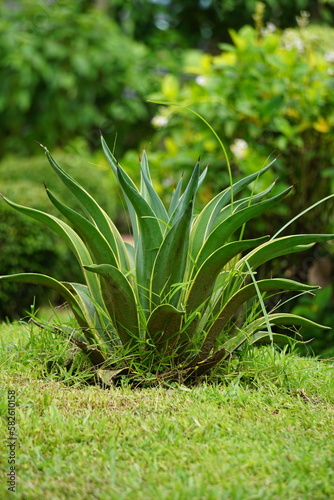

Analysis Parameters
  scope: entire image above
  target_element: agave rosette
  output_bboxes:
[1,135,333,379]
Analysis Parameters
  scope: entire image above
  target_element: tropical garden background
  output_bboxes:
[1,0,334,356]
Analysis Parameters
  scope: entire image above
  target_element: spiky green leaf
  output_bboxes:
[245,312,331,334]
[151,200,193,308]
[186,236,269,315]
[0,273,85,323]
[195,186,292,269]
[45,186,118,268]
[190,157,277,258]
[0,195,103,305]
[116,164,163,311]
[84,263,139,348]
[43,146,129,271]
[168,173,184,217]
[199,278,318,360]
[211,181,277,230]
[169,160,200,225]
[101,134,139,241]
[147,304,184,352]
[240,234,334,271]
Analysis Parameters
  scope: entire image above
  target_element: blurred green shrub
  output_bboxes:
[142,22,334,235]
[0,146,118,319]
[0,0,158,158]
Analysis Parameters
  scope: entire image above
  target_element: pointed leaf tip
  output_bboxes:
[99,130,103,137]
[34,140,49,152]
[198,155,201,162]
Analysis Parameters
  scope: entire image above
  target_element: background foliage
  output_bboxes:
[99,0,334,51]
[144,23,334,233]
[2,0,334,158]
[0,0,160,158]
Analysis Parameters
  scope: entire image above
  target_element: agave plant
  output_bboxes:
[1,135,333,383]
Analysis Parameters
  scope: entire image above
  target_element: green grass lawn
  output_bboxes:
[1,320,334,500]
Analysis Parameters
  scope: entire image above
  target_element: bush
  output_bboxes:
[144,23,334,236]
[0,145,118,319]
[0,0,158,158]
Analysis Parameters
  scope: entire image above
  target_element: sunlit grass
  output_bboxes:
[1,320,333,499]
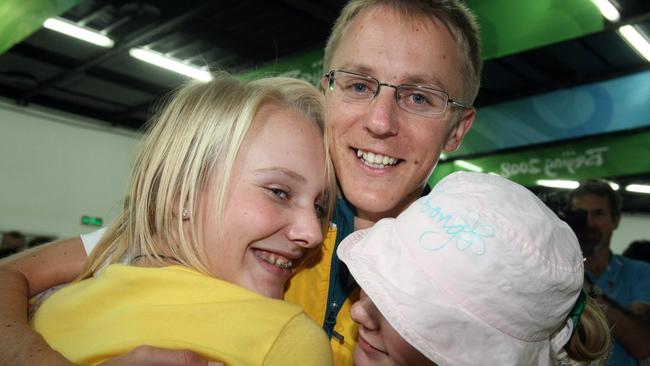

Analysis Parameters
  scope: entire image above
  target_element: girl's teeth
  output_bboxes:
[255,251,293,269]
[276,258,291,269]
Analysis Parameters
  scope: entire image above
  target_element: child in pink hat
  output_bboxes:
[338,171,611,366]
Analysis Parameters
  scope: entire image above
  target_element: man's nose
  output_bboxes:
[586,212,597,227]
[364,86,400,137]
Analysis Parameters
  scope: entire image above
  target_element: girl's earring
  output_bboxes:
[181,208,190,220]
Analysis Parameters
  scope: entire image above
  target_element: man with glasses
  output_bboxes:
[0,1,480,365]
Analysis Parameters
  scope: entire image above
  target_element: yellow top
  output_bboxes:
[285,226,359,366]
[32,264,332,366]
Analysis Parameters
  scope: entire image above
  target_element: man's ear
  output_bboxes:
[443,107,475,152]
[320,77,329,95]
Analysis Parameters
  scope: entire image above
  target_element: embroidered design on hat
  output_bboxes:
[417,194,494,255]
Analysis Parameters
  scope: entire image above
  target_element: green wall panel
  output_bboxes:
[0,0,79,55]
[239,48,324,85]
[466,0,604,60]
[239,0,606,81]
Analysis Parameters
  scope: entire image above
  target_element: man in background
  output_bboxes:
[570,180,650,365]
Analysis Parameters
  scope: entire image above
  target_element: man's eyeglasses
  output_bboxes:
[323,69,468,117]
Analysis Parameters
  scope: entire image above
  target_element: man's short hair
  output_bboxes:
[569,179,622,219]
[323,0,482,104]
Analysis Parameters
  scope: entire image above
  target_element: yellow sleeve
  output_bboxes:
[263,313,333,366]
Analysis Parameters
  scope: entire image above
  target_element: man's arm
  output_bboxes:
[0,237,87,296]
[0,237,88,366]
[596,296,650,359]
[0,237,221,366]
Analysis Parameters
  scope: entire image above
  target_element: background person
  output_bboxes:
[623,240,650,264]
[0,1,480,365]
[569,180,650,366]
[31,73,336,365]
[0,231,26,258]
[340,172,611,366]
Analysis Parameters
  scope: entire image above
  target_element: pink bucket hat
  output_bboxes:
[338,172,584,365]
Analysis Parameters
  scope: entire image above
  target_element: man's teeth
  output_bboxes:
[255,251,293,269]
[356,149,398,168]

● **What you need to do**
From the first line to the last, print the records exactly; leave out the pictures.

● **Expected output**
Analysis Parameters
  scope: entire image above
  target_element: agave rosette
  output_bboxes:
[1,135,333,379]
Analysis Parameters
  scope: entire image above
  target_element: tropical garden background
  output_bboxes:
[1,0,334,356]
Analysis Parameters
  scope: entire image above
  target_element: spiky green leaf
  output_bboxes:
[245,312,331,334]
[151,200,193,308]
[186,236,269,315]
[0,273,85,323]
[195,186,292,269]
[45,186,118,268]
[190,157,277,258]
[0,195,103,305]
[116,164,163,311]
[84,263,139,348]
[43,146,129,271]
[168,173,184,217]
[199,278,318,360]
[211,181,277,230]
[169,160,200,225]
[101,134,139,241]
[147,304,184,352]
[240,234,334,271]
Analysis Parameters
  scope: entire image above
  target_element: blurred green shrub
  output_bboxes:
[142,22,334,235]
[0,146,118,319]
[0,0,158,158]
Analysis Parameters
  scope: entire image above
  target_element: pointed leaf tip
  output_bboxes:
[99,130,103,137]
[34,140,49,152]
[198,155,201,162]
Analysis Parameters
  scope: entire image above
  target_element: background foliage
  output_bboxes:
[99,0,334,51]
[144,23,334,233]
[2,0,334,158]
[0,0,160,158]
Analysis Parameters
  scope: entire image above
  target_element: agave plant
  output_bboxes:
[1,135,333,383]
Analysis Parameters
  scope: entire image above
  target_element: green grass lawn
  output_bboxes:
[1,320,334,500]
Analysis Parameters
  scope: entire image above
  target_element: bush
  output_bboxes:
[144,23,334,236]
[0,145,118,319]
[0,0,158,158]
Analysis Parameters
  scope: entire image above
  target_element: sunlit grass
  output_bboxes:
[1,320,333,499]

Analysis Parameters
  scope: entire image above
  target_element: girl's teeth
  output_bboxes:
[255,251,293,269]
[276,258,291,269]
Analysis Parameters
  scope: entire image above
  target_element: child in pink hat
  output_bboxes:
[338,171,611,366]
Analysis Parameters
  scope: entire image above
  target_element: man's nose
  output_bboxes:
[586,212,597,227]
[364,86,400,137]
Analysis Parameters
  scope: entire image above
  target_element: girl's earring
  output_bboxes:
[181,208,190,220]
Analysis Parameters
  scope: entire image above
  target_element: man with glasses
  output_bboxes:
[0,1,480,365]
Analysis Parameters
  scope: entire image above
  target_element: yellow top
  output_bboxes:
[285,226,359,366]
[32,264,332,366]
Analysis Parameters
  scope: entire image above
  target_element: man's ear
  output_bboxes:
[443,107,475,152]
[320,77,329,95]
Analysis Parameters
  scope: entire image above
  target_element: embroidered design on hat
  output_bboxes:
[417,194,494,255]
Analysis Parameters
  scope: entire image above
  target_element: green wall panel
  output_bboxes:
[0,0,79,55]
[239,48,324,85]
[466,0,604,60]
[239,0,606,81]
Analysis Parameters
  scope: entire image above
  target_element: man in background
  output_bboxes:
[570,180,650,365]
Analysis Parameters
  scope: entire image above
  target_element: man's eyeglasses
  output_bboxes:
[323,69,468,117]
Analysis Parameters
  scope: entire image above
  target_element: man's short hair
  output_bboxes:
[569,179,622,219]
[323,0,482,104]
Analysis Parameters
  scope: entire image above
  target_element: yellow sleeve
  output_bboxes:
[263,313,333,366]
Analysis Parameters
  scope: entire image above
  target_element: man's arm
  output_bboxes:
[0,237,87,296]
[0,237,88,366]
[596,296,650,359]
[0,237,221,366]
Analysis Parameters
  scope: entire image above
  target_element: background person
  output_bboxes:
[623,240,650,264]
[0,1,480,365]
[569,180,650,366]
[31,73,336,365]
[0,231,26,258]
[340,172,611,366]
Analysis Parameters
  scope: entire image above
  target_element: pink bucket hat
  output_bboxes:
[338,172,584,365]
Analysis Parameters
  scope: entire image above
  target_element: man's teeth
  output_bboxes:
[255,251,293,269]
[356,149,398,168]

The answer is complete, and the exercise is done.